*Actions to take*:
a: Reproduce the stretch of the California Forever piece from "California Forever founder" through "and six-story towers.".
b: Summarize the California Forever piece in two sentences.
(Passage for review)
California Forever founder Jan Sramek: 200 transactions, 700 sellers, and a plan to break ground on a new city in 2028
Apr 14, 2025 with Jan Sramek
Key Points
- California Forever completed a seven-year land assembly of 68,000 acres through 200 transactions with 700 sellers, and plans to break ground on a new city in 2028 starting with 500 homes.
- Founder Jan Sramek is building a working city modeled on Charleston and Savannah with mixed-density rowhouses and small apartments, rejecting both sprawling suburbs and six-story towers.
- Sramek argues California's core problem is vetocracy where any single permitting authority can block construction, and views the project as a test case for the abundance movement's ability to reduce regulatory veto points.
Summary
Jan Sramek founded California Forever roughly eight years ago with a thesis that the Bay Area needed to rediscover what made Silicon Valley work in the first place — advanced manufacturing, aerospace, and defense, not just software. The company now owns 68,000 acres, just over 100 square miles, of grazing land roughly halfway between San Francisco and Sacramento, about 30 minutes east of Napa. Last week it introduced a proposal to build the Solano Shipyard, which Sramek describes as the largest shipbuilding complex in America.
Land assembly
Acquiring the site took seven years, 200 individual transactions, and 700 separate sellers — what Sramek calls probably the most successful land assembly in American history. That phase is complete. The company is now in phase two: planning and permitting, which Sramek expects to take another two to two-and-a-half years. The target is to break ground in 2028, starting with roughly 500 homes in year one and scaling to thousands of homes per year, alongside industrial, retail, and commercial space.
What they're actually building
Sramek is explicit that he is not trying to reinvent the city. His model is Charleston, Savannah, Brooklyn, and Georgetown — two-to-five-story rowhouses, small apartment buildings, small-parcel fabric where every house differs slightly. He argues that America has stopped building the middle range between single-family subdivisions and six-story apartment towers, and that the walkable, mixed-density neighborhood is where quality of life actually lives. The ambition is a working city with jobs, not a weekend retreat for liquid tech money.
(End Passage for review)
(Records)
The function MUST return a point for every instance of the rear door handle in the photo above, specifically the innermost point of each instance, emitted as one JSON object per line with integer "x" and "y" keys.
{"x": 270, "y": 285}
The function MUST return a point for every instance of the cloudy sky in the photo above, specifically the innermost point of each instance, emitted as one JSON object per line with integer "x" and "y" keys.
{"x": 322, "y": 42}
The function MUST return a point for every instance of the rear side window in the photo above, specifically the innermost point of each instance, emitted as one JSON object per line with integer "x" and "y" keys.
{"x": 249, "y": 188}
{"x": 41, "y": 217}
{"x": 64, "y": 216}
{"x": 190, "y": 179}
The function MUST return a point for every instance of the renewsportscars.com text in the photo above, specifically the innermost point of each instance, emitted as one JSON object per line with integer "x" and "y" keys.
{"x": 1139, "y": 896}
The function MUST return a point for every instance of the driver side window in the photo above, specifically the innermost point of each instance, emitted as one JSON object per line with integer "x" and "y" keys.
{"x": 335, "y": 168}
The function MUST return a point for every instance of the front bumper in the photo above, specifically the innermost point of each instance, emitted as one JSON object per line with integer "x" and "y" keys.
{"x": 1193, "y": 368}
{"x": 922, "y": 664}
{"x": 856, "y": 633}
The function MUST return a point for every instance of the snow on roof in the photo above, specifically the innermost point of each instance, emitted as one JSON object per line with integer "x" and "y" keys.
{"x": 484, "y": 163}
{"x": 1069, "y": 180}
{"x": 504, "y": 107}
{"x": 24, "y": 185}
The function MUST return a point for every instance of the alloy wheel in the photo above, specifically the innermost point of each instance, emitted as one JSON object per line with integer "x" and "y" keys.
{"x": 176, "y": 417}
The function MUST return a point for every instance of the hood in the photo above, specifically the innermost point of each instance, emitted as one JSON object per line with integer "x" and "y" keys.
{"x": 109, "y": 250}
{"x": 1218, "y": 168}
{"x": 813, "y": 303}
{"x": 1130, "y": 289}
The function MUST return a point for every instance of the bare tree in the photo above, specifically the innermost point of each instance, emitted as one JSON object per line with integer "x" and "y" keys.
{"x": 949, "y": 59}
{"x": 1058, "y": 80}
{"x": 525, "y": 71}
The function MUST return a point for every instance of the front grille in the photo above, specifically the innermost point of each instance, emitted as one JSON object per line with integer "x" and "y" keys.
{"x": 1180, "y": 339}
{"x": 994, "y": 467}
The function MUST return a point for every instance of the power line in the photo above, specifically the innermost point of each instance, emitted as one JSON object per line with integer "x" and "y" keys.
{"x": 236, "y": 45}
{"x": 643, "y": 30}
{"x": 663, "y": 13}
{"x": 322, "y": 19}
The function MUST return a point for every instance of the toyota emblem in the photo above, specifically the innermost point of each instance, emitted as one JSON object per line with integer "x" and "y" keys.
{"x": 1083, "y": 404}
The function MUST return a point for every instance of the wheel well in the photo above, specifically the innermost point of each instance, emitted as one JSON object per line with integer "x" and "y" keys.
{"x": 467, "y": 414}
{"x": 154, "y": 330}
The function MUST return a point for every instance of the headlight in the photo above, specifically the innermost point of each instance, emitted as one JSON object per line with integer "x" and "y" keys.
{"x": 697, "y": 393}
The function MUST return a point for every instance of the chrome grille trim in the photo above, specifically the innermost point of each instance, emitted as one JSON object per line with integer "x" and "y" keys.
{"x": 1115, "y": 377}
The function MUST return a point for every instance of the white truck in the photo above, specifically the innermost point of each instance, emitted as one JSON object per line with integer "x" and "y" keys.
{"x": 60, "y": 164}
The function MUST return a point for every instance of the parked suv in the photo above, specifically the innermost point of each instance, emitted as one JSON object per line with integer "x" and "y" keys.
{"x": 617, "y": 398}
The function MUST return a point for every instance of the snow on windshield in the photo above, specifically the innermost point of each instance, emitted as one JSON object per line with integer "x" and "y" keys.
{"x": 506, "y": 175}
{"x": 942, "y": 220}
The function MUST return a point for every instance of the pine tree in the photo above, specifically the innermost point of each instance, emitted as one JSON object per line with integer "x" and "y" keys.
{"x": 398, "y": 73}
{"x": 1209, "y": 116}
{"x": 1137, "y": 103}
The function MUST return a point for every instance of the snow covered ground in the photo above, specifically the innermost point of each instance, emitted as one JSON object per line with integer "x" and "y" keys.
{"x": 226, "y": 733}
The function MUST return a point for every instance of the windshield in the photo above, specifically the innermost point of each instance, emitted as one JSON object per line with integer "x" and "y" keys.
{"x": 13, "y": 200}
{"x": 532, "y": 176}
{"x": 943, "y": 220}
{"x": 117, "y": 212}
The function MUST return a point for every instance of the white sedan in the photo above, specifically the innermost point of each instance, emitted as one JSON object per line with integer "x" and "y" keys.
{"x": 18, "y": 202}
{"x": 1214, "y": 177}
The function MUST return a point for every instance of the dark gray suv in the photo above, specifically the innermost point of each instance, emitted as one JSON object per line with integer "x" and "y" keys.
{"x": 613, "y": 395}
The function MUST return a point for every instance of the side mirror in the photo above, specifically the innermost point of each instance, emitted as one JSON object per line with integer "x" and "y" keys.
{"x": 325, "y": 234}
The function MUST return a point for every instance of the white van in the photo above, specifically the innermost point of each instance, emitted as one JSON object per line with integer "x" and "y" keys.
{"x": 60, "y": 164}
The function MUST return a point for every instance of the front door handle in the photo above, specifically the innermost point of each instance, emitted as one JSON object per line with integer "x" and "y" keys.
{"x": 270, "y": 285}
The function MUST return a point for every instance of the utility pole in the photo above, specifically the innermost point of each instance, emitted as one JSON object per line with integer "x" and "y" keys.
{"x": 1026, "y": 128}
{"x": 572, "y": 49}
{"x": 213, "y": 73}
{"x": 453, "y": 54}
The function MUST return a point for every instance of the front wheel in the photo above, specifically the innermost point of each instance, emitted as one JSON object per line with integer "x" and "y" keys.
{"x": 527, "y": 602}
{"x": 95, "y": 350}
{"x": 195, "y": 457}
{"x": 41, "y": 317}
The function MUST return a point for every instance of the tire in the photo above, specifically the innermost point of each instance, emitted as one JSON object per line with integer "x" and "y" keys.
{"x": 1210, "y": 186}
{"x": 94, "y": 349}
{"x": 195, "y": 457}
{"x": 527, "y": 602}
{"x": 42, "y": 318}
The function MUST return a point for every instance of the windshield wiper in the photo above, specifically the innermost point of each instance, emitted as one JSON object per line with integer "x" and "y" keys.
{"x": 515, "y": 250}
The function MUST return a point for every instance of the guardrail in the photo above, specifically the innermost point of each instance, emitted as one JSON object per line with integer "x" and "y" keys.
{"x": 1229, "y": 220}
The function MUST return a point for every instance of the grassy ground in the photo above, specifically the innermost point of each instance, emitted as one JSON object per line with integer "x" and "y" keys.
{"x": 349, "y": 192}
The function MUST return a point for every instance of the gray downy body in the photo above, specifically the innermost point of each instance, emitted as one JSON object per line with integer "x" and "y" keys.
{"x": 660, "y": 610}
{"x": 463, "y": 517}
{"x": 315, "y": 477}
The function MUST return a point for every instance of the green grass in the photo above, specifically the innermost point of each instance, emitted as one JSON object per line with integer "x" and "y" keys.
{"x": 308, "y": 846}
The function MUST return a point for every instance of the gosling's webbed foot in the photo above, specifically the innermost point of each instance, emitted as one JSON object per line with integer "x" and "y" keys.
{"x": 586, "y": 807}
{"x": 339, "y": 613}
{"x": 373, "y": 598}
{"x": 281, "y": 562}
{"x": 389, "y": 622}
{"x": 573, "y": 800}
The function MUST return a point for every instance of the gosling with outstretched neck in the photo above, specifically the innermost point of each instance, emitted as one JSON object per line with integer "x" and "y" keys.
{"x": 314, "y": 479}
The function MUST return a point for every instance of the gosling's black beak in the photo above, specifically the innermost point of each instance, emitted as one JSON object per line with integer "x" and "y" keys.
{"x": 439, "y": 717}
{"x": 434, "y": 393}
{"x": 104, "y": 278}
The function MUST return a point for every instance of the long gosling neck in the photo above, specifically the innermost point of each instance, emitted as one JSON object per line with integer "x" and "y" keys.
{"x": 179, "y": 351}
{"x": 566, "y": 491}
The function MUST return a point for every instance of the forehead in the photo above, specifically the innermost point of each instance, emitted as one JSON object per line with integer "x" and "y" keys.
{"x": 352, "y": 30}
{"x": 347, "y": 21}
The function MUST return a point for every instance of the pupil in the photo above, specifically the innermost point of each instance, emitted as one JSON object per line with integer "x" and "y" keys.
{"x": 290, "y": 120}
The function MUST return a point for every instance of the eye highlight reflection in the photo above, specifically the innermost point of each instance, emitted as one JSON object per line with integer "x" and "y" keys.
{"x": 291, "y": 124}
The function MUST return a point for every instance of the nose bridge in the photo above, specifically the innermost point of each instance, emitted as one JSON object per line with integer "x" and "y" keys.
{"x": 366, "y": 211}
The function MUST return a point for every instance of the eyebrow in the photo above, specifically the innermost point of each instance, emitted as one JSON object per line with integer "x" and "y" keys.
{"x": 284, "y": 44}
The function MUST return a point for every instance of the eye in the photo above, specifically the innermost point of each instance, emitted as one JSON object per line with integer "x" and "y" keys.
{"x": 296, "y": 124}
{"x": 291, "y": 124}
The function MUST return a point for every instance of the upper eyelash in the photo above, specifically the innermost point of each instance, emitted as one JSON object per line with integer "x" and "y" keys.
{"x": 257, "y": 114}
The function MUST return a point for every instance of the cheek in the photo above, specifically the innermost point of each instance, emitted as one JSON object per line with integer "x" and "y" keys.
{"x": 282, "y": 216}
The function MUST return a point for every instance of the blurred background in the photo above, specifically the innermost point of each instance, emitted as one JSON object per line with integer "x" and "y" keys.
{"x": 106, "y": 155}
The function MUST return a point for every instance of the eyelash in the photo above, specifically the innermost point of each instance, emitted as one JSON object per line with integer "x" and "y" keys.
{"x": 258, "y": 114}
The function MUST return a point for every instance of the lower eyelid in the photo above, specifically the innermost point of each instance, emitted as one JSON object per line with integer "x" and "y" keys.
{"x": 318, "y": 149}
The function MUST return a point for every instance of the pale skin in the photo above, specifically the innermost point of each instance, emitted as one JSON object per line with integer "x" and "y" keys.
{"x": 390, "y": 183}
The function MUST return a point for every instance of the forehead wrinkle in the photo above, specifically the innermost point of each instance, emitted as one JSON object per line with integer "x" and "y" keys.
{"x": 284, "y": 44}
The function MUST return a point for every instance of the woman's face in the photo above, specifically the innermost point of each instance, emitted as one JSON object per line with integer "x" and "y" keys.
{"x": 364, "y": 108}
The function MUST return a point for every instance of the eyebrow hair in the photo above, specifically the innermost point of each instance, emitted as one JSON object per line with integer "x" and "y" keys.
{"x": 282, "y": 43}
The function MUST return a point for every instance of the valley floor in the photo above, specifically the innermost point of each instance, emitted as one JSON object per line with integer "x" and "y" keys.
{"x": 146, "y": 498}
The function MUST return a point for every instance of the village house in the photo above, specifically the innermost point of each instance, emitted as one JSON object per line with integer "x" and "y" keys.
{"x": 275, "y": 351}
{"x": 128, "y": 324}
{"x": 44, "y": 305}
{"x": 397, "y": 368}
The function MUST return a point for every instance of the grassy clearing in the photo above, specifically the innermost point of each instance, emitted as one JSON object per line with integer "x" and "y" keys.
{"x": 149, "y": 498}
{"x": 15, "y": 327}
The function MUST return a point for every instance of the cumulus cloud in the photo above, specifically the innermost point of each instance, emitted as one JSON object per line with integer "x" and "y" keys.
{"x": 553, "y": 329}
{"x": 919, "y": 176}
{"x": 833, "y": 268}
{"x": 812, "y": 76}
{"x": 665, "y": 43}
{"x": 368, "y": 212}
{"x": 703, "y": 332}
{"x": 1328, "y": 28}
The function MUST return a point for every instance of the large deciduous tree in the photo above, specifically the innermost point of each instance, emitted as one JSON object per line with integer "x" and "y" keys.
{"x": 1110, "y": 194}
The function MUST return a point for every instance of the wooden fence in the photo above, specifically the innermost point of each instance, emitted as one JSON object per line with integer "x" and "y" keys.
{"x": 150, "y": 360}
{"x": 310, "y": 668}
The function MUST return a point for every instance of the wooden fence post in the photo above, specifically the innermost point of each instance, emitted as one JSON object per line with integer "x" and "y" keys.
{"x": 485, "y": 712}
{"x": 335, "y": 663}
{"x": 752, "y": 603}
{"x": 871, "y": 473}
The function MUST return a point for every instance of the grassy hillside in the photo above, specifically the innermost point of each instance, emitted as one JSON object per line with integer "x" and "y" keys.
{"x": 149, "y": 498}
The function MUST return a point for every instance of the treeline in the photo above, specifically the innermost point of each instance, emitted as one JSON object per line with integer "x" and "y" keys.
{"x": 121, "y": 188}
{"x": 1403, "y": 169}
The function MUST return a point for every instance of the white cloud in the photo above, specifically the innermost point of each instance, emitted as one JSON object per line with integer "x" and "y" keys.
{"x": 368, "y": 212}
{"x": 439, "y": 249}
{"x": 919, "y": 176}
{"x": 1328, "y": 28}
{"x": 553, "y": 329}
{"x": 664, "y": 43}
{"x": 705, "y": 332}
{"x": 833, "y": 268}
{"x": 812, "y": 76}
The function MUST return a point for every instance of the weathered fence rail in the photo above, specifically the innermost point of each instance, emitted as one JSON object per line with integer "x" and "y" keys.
(End Records)
*Task results*:
a:
California Forever founder Jan Sramek: 200 transactions, 700 sellers, and a plan to break ground on a new city in 2028
Apr 14, 2025 with Jan Sramek
Key Points
- California Forever completed a seven-year land assembly of 68,000 acres through 200 transactions with 700 sellers, and plans to break ground on a new city in 2028 starting with 500 homes.
- Founder Jan Sramek is building a working city modeled on Charleston and Savannah with mixed-density rowhouses and small apartments, rejecting both sprawling suburbs and six-story towers.

b: California Forever, founded by Jan Sramek about eight years ago, owns 68,000 acres of grazing land between San Francisco and Sacramento, assembled over seven years through 200 transactions with 700 sellers. After a planning and permitting phase expected to take two to two-and-a-half years, the company aims to break ground in 2028 on a working city modeled on places like Charleston and Savannah, with rowhouses and small apartment buildings, starting with roughly 500 homes.